> Your instructions
The answer must consist of every record below, transcribed exactly.

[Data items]
-----
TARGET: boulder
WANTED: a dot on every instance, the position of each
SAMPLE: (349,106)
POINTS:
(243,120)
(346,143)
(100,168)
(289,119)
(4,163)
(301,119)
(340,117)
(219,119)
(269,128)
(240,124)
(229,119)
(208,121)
-----
> Expected output
TARGET: boulder
WANTED: a dot on every instance, the position of each
SAMPLE: (349,106)
POINTS:
(243,120)
(346,143)
(100,168)
(289,119)
(4,163)
(301,119)
(340,117)
(219,119)
(269,128)
(240,124)
(229,119)
(208,121)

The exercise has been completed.